TEXTO
________

Eis, numa fórmula condensada - necessariamente redutora - a síntese da minha opinião sobre a audição, à vol d´oiseau, da mais recente La Traviata, proposta pela DG.
O Festival de Salzburgo de 2005 contou com uma nova produção de La Traviata, dirigida por Rizzi, com um elenco super-star - Netrebko, Villazón e Hampson.
Segundo rezam as crónicas, o sucesso foi tal que, num rasgo do mais puro altruísmo, a yellow label empreendeu esforços hercúleos, com vista a proporcionar aos fieis compradores uma amostra da dita produção.
Tretas e mais tretas! A DECCA, em 1995, a propósito de uma nova produção da opera homónima, em Covent Garden (esteticamente deslumbrante, reconheça-se!), com Gheorghiu - então belíssima... -, recorreu ao mesmo argumento, absolutamente falacioso e infundado, a meu ver.
É certo que, na respeitável opinião de Ivan A. Alexandre (cf. crónica in DIAPASON - Nº 529, Outubro de 2005) -, a récita foi arrebatadora, sobretudo pela qualidade da produção e pela prestação da dupla Netrebko / Villazón.
Para o bem e para o mal, o conhecimento que tenho da citada produção deu-se via CD, via obviamente lacónica e implacável (sobretudo quando se trata de uma gravação live, como é o caso desta La Traviata), reconheço...
É esta a vil e prosaica condição de um melómano remediado...
Encurtando as considerações preliminares - que já o verbo vai longo -, dediquei parte da tarde a escutar os high-lights da prometida La Traviata da saison...
O que dizer dos (muitos) fragmentos escutados?
Anna Netrebko, jovem soprano russa, de invulgar beleza (que transpira fogosidade e lascívia...), encarna uma Violetta desabitada, fria, insensível, teatralmente mal assimilada, sem o mais pequeno resquício de coloração emocional, voilà!
Senhora de uma técnica frágil e inconsistente, apesar de ousada no ataque das notas agudas do acto I - que aborda com heroicidade, arrojo e despudor -, Netrebko estampa-se no último acto, multiplicando-se as notas ratées. Além do mais, os graves são frágeis, a dicção é deficiente - consoantes inaudíveis, pronúncia desadequada, bordejando a incompreensão -, a respiração é ofegante, mal apoiada e em notório esforço... enfim, lamentável!
Nos antípodas da construção de Anna Netrebko, Villazón compõe um Alfredo notoriamente mais sólido, ainda que convencional, na abordagem psicológica. O timbre radiosos socorre-se de uma emissão quente e cativante, mas desmesuradamente latina e um pouco exagerada, na minha opinião.
Para infelicidade nossa, o Giorgio Germont que Thomas Hampson nos oferece foi talhado à medida da prestação de Netrebko: fugaz, translúcido, superficial, a custo exibe a sua bela voz de barítono. Todos sabemos que Hampson peca pela fragilidade das prestações cénicas (que contrastam com os magníficos dotes vocais do intérprete), mas há limites inultrapassáveis!!!
Não querendo ser radical na minha apreciação, desaconselho, sem pudor algum, esta interpretação, que me parece pecar pela falta de seriedade e profissionalismo, socorrendo-se vergonhosamente do marketing para ser difundida.

________

DADOS APRESENTADOS
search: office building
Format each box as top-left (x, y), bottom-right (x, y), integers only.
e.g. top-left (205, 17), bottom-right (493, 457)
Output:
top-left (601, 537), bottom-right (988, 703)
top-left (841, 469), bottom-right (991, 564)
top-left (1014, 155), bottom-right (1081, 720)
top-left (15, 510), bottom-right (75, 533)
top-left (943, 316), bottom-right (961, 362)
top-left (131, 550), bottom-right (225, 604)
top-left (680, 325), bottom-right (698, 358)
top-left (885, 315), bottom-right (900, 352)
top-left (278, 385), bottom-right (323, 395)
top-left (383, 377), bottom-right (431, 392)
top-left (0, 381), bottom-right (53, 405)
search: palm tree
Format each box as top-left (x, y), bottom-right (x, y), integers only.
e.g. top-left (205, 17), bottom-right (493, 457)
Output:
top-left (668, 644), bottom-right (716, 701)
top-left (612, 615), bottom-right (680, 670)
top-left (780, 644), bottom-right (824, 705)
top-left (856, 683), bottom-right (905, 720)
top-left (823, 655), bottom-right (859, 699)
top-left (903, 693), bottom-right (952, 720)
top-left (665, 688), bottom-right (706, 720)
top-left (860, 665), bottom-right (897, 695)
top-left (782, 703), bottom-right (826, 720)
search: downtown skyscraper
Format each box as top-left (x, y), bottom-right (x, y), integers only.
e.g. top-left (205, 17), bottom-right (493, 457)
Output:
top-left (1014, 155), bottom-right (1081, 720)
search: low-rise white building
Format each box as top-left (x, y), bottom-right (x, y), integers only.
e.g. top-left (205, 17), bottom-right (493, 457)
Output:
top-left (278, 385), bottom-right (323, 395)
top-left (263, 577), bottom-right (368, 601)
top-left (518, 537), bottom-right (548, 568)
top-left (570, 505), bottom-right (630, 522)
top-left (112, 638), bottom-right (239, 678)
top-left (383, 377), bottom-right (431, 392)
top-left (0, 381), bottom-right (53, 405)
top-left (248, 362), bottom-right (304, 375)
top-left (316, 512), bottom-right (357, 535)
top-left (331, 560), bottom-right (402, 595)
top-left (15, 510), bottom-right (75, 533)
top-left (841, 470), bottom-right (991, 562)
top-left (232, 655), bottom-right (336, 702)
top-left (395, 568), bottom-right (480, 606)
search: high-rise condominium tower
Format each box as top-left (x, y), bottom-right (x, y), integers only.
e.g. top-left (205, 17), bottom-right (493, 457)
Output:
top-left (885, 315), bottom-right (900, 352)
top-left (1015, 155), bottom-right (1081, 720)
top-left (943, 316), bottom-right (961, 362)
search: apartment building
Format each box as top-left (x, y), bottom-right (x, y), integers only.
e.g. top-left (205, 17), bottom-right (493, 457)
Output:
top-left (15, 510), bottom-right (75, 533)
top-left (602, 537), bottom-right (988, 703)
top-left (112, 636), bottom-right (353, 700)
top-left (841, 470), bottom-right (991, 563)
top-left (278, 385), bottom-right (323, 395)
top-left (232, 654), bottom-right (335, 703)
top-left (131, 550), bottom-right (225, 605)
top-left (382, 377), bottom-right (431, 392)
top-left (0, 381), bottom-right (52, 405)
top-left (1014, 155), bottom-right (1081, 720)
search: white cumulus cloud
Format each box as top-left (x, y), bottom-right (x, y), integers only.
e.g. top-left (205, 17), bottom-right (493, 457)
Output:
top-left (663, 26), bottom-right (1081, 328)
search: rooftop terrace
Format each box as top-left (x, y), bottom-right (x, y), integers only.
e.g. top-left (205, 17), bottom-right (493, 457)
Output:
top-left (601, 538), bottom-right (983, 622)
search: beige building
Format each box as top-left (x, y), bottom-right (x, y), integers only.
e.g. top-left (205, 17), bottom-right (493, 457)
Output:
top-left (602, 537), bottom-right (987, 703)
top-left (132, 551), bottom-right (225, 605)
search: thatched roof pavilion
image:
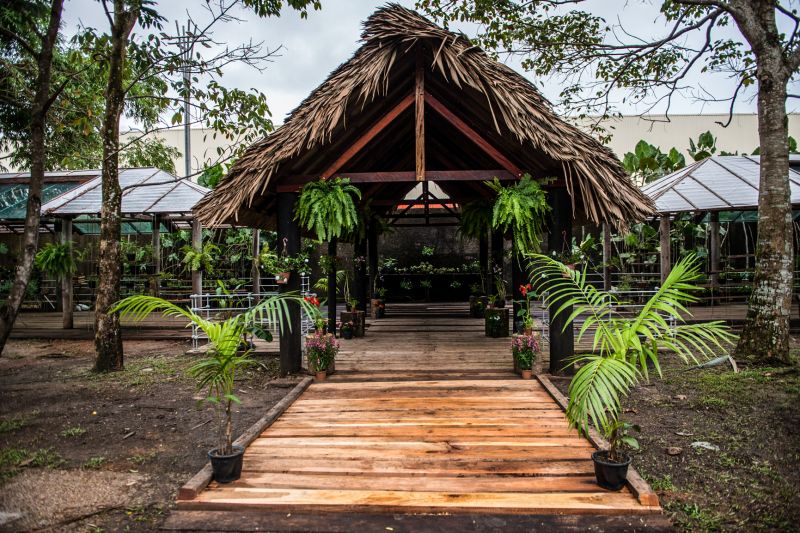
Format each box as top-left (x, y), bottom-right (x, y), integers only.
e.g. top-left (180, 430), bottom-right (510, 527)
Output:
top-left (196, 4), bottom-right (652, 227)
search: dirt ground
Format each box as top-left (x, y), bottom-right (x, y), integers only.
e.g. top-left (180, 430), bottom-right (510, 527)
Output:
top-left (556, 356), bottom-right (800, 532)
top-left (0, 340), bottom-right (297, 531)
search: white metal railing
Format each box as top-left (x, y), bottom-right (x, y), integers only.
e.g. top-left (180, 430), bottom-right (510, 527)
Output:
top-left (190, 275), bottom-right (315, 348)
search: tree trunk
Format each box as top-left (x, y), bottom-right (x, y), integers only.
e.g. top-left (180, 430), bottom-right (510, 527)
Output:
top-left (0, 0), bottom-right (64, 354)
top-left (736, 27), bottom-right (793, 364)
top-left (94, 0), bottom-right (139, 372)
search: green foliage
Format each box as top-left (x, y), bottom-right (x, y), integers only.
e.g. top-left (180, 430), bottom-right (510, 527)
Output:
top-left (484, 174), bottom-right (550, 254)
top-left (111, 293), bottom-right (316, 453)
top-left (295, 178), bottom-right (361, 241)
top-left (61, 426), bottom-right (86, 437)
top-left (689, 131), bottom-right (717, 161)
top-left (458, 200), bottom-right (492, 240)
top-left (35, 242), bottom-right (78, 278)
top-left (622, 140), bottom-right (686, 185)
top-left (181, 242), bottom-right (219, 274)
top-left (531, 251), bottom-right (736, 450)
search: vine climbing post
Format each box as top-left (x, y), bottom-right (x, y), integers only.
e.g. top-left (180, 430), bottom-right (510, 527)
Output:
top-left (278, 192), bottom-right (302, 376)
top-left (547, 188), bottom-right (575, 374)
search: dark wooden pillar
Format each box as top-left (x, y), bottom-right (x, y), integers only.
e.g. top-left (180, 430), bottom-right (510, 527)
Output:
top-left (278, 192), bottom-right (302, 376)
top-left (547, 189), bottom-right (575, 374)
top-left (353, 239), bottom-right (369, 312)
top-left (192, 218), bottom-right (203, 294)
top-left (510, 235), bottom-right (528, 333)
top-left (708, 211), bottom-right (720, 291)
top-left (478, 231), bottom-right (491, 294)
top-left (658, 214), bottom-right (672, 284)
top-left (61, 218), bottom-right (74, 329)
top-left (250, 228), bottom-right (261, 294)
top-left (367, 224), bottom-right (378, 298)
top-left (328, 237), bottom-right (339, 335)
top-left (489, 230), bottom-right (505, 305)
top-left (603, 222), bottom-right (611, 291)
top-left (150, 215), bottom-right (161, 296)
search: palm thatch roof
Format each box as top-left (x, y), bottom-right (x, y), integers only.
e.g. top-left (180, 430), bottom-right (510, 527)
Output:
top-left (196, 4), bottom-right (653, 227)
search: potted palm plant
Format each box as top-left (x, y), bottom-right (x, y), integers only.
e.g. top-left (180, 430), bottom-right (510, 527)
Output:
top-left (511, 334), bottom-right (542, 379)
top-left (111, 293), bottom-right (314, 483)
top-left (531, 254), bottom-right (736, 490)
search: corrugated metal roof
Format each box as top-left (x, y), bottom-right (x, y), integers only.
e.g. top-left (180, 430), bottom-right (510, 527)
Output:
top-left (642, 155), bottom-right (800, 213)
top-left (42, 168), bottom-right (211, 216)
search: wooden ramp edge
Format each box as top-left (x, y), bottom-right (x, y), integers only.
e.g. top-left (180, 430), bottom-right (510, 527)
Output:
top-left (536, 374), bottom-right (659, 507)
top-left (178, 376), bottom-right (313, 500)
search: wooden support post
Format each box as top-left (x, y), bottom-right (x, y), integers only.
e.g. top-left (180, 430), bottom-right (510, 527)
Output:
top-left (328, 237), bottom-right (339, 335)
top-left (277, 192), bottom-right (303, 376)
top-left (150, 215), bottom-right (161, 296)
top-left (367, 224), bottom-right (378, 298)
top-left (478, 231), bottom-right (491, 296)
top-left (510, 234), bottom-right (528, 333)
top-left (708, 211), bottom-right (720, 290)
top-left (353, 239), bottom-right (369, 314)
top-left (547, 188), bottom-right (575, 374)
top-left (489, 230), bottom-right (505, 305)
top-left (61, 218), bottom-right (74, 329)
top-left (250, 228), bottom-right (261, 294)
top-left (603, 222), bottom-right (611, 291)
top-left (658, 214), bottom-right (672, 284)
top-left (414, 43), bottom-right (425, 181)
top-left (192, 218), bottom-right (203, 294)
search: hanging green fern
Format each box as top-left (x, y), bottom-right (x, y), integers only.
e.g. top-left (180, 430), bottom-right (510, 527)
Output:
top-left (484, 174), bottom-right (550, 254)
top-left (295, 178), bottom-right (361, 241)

________

INSTRUÇÕES
1. Traduza para inglês esta frase do texto sobre La Traviata: «O Festival de Salzburgo de 2005 contou com uma nova produção de La Traviata, dirigida por Rizzi, com um elenco super-star - Netrebko, Villazón e Hampson.»
2. Retome o texto sobre La Traviata, dando-lhe seguimento a partir da última frase.
Os registos não fazem falta para resolver as tarefas.

RESPOSTAS
1. The 2005 Salzburg Festival featured a new production of La Traviata, conducted by Rizzi, with a superstar cast: Netrebko, Villazón and Hampson.

2.
Salzburgo - que aguarda melhores dias, desde há alguns anos, diga-se em abono da verdade - conta com um extenso catálogo de gravações históricas, de inegável qualidade, que jamais viram a luz do dia! Porque razão decidiu a DG comercializar esta materialização do embuste?
7 comentários:
As crianças raramente se enganam, em matéria de (bom) gosto !
Temos, portanto, mais um admirador de Terfel! O meu filho será educado na mesma linha! Acho que o Falstaff - em dvd - e o Figaro (Gardiner), no mesmo formato, são um bom começo! Go on, caríssima!
Já agora, Myhiraeth, no que concerno aos posts, tens absoluta liberdade para dissertar! Não só te agradeço, como rogo que mantenhas as tuas visitas, sempre agradáveis :-))
(não havia compreendido a tirada da poesia...)
Bom, vou gerar controversia, mas de qualquer forma deixarei aqui a minha opiniao.
Depois dessa opera ser produzida tantas e tantas vezes, acho completamtne valido utilizar a criatividade e genialidade humana para trazer frescor a obra e produzir esta maravilhosa obra de forma original.
Esta producao foi baseada em simbolos e psicologa. O relogio somboliza o tempo de vida que resta a Violetta; o vermelho de seu vestido, o pecado e a seducao (ela era um prostituta oras!!!) e estampado por camelias, ja que a obra foi baseada no romance "A Dama das Camelias" de Alexandre Dumas.
O final da aria "Sempre Libera", em que Alfredo retorna, e um simbolo dele atormentando seus pensamentos e seu coracao - na realidade ele nao estava no local. O mesmo com o pai de Alfredo, a observar tudo de cima do "muro", representando assim a influencia dele na vida do casal. E ps cenarios sao elegantes, possuem estilo.
Mas concordo que a Violetta interpretada por Netrebko e muito vulgar as vezes; faltou o romantismo original da heroina.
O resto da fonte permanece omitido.